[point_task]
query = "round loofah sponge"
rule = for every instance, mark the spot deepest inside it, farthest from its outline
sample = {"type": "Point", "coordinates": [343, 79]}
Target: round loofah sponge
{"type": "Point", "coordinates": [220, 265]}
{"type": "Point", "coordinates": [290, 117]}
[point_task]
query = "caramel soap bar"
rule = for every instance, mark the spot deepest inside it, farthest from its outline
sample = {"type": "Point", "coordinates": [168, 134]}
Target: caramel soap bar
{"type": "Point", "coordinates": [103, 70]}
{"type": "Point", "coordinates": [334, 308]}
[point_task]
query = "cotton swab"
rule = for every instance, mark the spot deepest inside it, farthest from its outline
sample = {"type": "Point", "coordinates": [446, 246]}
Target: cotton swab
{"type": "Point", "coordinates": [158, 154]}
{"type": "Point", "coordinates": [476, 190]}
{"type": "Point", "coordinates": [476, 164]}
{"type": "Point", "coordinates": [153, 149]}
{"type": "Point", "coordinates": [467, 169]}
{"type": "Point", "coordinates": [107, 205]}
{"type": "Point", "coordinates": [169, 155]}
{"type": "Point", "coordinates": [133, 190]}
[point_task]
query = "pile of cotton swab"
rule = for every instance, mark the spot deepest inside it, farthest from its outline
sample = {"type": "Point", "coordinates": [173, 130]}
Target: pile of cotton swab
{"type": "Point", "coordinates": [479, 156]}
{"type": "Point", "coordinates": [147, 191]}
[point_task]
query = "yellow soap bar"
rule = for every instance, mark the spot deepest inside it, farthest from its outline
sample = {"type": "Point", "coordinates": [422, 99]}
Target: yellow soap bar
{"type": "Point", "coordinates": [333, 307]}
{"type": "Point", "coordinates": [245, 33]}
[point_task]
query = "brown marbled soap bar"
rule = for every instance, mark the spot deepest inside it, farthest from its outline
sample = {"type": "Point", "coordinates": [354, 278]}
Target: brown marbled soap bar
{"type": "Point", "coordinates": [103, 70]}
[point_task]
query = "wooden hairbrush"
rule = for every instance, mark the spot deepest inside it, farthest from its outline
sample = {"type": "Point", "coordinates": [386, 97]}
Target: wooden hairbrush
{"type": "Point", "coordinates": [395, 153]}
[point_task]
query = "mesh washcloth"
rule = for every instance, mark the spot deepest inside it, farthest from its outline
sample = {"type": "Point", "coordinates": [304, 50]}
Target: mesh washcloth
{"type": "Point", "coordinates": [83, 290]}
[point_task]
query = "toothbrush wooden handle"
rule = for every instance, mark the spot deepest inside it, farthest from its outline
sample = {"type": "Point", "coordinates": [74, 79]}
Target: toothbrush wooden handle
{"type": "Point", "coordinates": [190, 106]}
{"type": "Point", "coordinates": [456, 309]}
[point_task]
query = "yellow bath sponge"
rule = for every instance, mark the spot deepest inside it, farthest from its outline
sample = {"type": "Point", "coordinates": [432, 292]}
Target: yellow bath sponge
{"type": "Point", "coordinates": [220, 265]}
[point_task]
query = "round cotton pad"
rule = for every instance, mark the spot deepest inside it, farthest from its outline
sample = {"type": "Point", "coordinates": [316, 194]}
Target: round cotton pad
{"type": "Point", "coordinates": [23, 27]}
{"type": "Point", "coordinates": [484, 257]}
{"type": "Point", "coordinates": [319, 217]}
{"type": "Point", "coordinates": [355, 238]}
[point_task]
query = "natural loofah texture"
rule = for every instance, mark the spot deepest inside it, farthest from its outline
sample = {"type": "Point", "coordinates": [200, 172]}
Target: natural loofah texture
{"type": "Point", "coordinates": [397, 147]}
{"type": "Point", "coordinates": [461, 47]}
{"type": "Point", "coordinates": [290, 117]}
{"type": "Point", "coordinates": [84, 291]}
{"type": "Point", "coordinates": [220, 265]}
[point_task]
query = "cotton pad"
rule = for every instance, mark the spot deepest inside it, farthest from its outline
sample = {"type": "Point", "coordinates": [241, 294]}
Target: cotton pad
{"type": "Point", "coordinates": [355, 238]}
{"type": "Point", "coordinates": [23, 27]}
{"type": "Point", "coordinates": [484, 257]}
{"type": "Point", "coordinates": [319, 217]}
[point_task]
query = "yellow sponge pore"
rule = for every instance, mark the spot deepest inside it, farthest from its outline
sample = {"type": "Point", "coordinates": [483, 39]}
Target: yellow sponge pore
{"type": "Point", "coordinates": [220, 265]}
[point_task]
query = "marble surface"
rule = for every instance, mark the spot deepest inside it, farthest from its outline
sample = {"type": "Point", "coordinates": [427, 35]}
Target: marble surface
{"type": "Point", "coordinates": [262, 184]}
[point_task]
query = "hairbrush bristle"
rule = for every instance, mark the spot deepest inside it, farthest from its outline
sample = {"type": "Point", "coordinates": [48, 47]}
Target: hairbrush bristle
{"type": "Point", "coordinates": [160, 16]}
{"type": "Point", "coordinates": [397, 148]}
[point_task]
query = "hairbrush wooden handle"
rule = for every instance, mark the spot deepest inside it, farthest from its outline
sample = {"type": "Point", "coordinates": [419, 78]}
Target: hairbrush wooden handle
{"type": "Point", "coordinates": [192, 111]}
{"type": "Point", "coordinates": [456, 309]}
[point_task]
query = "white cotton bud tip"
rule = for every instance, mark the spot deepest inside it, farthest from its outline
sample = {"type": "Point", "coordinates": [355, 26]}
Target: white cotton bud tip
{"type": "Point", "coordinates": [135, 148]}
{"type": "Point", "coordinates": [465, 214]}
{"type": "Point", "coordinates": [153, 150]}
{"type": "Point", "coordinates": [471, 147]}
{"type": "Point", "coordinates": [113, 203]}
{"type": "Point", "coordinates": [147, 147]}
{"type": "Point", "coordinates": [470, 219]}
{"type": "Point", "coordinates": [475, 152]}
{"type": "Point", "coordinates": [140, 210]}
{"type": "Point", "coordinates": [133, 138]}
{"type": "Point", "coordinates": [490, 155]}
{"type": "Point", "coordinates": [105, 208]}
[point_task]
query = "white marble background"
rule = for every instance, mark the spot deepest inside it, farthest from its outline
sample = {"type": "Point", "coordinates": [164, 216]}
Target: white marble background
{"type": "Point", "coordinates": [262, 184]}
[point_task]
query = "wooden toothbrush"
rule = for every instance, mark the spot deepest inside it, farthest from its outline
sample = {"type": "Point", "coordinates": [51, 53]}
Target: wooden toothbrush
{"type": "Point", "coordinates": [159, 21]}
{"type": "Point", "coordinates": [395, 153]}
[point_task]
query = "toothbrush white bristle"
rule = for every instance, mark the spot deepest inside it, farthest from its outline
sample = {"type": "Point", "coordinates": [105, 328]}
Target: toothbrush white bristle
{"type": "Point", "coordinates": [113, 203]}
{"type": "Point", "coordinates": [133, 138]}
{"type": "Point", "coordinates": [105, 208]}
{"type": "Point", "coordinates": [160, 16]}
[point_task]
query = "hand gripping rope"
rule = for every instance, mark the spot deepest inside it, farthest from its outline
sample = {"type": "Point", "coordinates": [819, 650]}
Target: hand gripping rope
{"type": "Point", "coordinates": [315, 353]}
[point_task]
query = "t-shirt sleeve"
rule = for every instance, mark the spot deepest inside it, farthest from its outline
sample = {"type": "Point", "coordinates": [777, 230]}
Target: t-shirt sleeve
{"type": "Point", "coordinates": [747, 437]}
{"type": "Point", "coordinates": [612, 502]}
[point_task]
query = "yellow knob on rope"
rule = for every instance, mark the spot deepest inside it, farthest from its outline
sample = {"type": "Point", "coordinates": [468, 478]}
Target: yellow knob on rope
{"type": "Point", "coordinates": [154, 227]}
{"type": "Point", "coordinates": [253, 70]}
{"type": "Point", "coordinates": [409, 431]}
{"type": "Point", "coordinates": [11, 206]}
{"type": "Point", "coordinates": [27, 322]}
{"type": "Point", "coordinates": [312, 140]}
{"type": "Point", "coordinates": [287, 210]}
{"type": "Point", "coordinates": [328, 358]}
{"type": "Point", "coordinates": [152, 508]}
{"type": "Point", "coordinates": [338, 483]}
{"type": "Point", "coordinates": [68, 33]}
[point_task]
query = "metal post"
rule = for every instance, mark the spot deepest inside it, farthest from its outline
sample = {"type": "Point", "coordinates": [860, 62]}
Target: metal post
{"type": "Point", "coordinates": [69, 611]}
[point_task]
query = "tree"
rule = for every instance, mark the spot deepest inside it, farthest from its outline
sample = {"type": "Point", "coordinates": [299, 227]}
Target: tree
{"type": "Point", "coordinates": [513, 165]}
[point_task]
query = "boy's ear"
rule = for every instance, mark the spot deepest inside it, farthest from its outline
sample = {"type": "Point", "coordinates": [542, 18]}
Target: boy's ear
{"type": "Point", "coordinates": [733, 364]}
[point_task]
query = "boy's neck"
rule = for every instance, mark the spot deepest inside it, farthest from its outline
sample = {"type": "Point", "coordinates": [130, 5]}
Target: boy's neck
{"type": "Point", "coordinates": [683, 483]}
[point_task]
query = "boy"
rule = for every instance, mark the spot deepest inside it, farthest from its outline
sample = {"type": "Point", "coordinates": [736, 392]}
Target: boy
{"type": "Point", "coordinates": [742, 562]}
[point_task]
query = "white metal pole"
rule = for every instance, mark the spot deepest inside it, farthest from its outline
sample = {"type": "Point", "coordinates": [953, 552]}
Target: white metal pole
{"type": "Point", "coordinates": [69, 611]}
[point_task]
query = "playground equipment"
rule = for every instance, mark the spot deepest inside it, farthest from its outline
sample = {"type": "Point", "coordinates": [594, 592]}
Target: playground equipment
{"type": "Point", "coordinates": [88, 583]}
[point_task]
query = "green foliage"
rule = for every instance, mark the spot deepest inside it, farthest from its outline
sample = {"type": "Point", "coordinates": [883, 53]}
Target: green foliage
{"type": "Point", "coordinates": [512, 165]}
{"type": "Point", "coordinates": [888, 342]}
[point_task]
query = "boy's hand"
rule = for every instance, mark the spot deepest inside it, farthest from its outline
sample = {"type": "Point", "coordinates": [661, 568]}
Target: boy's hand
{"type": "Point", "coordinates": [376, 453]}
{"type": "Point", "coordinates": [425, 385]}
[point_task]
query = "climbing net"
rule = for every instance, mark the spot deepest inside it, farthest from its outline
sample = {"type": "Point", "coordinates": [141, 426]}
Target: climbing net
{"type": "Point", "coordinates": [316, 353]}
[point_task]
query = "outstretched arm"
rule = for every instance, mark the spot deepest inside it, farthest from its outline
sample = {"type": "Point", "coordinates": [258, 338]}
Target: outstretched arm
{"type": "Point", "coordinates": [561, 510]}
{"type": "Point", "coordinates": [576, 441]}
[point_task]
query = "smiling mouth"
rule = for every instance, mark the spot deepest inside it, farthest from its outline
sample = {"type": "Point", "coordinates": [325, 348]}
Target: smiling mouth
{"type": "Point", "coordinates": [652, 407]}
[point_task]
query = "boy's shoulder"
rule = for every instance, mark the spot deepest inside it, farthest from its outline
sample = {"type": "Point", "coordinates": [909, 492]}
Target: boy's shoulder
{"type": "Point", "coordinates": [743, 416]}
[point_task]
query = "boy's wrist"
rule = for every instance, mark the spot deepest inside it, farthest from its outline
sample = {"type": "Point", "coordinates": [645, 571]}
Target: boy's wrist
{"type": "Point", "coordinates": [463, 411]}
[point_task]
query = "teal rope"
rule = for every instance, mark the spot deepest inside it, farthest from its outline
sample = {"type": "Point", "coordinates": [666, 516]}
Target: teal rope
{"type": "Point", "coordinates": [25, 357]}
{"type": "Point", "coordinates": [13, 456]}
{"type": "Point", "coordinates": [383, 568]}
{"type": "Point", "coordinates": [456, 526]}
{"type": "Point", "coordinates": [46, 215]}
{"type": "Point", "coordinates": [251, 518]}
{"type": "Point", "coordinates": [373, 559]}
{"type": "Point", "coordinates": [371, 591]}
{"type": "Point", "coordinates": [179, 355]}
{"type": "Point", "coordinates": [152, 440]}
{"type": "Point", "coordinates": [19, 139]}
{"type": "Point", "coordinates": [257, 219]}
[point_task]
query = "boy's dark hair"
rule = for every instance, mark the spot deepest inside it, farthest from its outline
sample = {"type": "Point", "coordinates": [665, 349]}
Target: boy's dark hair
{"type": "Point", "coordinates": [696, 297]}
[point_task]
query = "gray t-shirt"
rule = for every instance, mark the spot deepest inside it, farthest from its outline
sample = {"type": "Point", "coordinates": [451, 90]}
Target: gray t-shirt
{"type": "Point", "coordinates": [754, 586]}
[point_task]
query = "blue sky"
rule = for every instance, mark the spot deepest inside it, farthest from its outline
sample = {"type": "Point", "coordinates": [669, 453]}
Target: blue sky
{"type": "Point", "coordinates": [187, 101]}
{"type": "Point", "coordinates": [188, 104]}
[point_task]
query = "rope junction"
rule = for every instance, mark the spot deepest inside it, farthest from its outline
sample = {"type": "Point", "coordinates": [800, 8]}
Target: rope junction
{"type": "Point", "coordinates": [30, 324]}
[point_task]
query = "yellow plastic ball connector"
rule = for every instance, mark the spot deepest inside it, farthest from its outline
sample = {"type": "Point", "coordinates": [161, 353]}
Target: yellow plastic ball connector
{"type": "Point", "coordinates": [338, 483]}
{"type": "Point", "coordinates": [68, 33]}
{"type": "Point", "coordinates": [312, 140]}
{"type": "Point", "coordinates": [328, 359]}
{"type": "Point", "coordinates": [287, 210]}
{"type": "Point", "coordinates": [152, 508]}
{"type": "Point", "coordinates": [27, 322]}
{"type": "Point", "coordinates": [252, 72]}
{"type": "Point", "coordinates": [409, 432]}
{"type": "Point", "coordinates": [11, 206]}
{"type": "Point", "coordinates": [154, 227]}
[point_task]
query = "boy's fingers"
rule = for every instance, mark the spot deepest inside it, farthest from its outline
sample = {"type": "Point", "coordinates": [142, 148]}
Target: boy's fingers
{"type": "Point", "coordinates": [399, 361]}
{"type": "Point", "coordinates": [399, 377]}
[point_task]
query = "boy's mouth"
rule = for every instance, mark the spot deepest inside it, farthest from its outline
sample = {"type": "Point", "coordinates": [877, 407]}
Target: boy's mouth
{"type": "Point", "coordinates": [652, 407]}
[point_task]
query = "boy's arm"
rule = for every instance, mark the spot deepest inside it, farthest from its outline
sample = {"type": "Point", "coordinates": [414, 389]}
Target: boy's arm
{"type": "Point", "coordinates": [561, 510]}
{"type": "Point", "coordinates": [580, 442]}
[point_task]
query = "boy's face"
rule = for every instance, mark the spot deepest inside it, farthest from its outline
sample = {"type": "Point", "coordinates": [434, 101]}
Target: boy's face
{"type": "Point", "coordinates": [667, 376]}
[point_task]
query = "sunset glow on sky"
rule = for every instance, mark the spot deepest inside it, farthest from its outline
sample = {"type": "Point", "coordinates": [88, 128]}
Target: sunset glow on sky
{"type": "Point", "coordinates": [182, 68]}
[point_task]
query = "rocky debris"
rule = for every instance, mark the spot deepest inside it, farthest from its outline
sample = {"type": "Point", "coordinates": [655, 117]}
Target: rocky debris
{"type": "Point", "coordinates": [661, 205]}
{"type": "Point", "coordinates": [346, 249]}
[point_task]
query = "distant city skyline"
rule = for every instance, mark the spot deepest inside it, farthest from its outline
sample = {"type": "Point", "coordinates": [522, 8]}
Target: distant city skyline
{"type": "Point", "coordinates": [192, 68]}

__Written instruction__
Pick out every line in the records above that contains the string "pile", and copy each one unchanged. Matching is case-sensitive.

__The result__
query = "pile of cotton swab"
Target: pile of cotton swab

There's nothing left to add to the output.